'''
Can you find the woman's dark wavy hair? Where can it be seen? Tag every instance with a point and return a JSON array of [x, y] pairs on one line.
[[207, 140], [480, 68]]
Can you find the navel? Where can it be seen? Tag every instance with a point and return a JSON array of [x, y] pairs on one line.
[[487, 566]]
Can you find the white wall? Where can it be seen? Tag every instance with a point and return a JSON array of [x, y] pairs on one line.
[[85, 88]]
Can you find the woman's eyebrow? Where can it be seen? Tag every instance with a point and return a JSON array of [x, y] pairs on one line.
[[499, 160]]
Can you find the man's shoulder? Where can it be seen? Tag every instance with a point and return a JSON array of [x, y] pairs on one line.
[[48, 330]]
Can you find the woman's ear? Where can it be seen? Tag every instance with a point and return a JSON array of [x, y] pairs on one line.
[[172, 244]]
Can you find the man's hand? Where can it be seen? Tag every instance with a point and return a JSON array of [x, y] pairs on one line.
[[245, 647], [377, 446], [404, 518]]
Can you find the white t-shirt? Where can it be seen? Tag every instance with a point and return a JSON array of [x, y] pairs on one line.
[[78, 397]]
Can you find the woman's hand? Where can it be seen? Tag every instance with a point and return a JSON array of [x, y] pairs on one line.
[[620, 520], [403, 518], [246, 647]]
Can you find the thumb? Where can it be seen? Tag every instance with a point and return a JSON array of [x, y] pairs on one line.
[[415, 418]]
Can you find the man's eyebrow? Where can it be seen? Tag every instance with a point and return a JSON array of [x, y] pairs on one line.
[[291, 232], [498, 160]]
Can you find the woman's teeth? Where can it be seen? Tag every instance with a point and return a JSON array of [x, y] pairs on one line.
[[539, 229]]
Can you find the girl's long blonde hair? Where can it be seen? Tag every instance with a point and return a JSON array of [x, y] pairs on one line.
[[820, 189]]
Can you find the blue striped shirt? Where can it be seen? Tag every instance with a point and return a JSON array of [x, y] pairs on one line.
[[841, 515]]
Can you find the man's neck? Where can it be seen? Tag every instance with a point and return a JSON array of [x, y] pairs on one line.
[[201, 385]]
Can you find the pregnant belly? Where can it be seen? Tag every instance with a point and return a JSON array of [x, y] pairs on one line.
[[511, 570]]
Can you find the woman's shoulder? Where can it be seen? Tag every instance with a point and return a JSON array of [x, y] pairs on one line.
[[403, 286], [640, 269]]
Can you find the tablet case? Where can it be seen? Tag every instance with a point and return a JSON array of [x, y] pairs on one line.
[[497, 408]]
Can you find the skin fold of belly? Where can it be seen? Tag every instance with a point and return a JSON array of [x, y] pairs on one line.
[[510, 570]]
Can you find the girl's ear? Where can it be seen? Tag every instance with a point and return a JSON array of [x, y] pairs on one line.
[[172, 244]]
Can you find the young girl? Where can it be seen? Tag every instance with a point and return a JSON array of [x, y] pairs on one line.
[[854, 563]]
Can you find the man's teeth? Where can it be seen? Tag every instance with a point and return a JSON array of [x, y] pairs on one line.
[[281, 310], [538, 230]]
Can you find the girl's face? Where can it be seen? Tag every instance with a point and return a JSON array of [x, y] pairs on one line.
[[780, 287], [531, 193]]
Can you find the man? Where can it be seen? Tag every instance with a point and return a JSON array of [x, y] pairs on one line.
'''
> _EXERCISE DETAILS_
Write out all of the data above again, word for word, with nothing added, dropped, or changed.

> _ANSWER BELOW_
Can you find the woman's dark wavy hair? Where can it be seen? Tag every instance with a point and return a JSON array of [x, y] pairs on one line.
[[207, 140], [480, 68]]
Can you find the navel? Where can it be seen? Tag every instance with a point and return a JSON array of [x, y] pairs on one line.
[[487, 566]]
Can you find the white wall? Where can it be seen? Tag every instance with a point and return a JSON array of [x, y] pairs on one line.
[[85, 88]]
Can you find the woman's eyebrow? Where can it be seen? Tag every instance with a point and return a JSON array of [x, y] pairs on one line.
[[499, 160]]
Can you find the man's shoulder? Where can it be seen? Tag every instance with a point and return a JSON array of [x, y] pairs on one line.
[[48, 330]]
Can you find the woman's ear? Where can it be seen? Tag every instance with a point and return a JSON array of [x, y] pairs on one line.
[[172, 244]]
Can you find the man's hand? Where can it be seen? Tag every instance with a point and return a JSON array of [x, y] pairs on one line.
[[245, 647], [377, 446], [404, 518]]
Can you find the white t-shirt? Where can it be seen? Tag every instance with a point and return a JSON array of [x, y] pairs on one line.
[[78, 397]]
Can you find the woman's hand? Where can it be seen? Tag every instance with a point and return a JSON array of [x, y] pairs on one line.
[[620, 520], [403, 518], [246, 647]]
Can you find the thumb? Where can it be seen? Tag every instance with a point and return a JSON array of [x, y] pairs on one line.
[[415, 418]]
Can you find the man's eyebrow? Where can it be seen? Tag every instance with a point and return a JSON array of [x, y] pairs on one line.
[[291, 232], [498, 160]]
Can you find the woman's teeth? Where can it be seen? Tag every instance with a point and return a JSON array of [x, y] pairs on one line.
[[539, 229]]
Can you find the girl's long blonde hair? Where can it be seen? Tag every instance with a point and return a JSON array of [x, y] pairs on one line.
[[820, 189]]
Can you find the blue striped shirt? Where can it be seen? Tag every instance with a point and return a JSON array of [x, y] pairs on one line.
[[841, 515]]
Can you find the man's neck? Where can it be seen? Tag every instance with a point and return a JSON array of [x, y] pairs on one line.
[[201, 385]]
Can you find the pregnant belly? Where can it be seen? Tag every instance with a point and return a JSON array of [x, y] pairs on one line.
[[511, 570]]
Can you find the woman's shoulder? Where can it be seen? Tag every instance with a point and return a JSON array of [x, y] pairs on one line.
[[403, 286], [640, 269]]
Can you find the tablet case? Where can it be seen? Tag every instance with a point and return a JSON array of [x, y] pairs on one line.
[[497, 408]]
Can you find the skin fold of belly? Where can it be seen? Tag every instance with a point and return a JSON array of [x, y] pairs on one line.
[[510, 570]]
Can you find the girl's ear? Where can it be seen? Tag every instance with a point and return a JSON array of [x, y] pairs on one line.
[[172, 244]]
Can you find the young girl? Where can it be seen? Tag every instance with a point and return a JSON array of [x, y] pairs on one line.
[[854, 563]]
Can you find the man's teeth? Where can it be seen? Tag every instance with a point and return a JSON array of [x, y] pairs on one line.
[[281, 310], [538, 230]]
Can you find the girl's face? Where can it be seen? Tag every instance with a point and return a JSON array of [x, y] pairs on one line.
[[780, 287], [531, 193]]
Can you find the man? Where can it be seen? Tag every instance with a point and return a JSON array of [x, y] pairs on one line.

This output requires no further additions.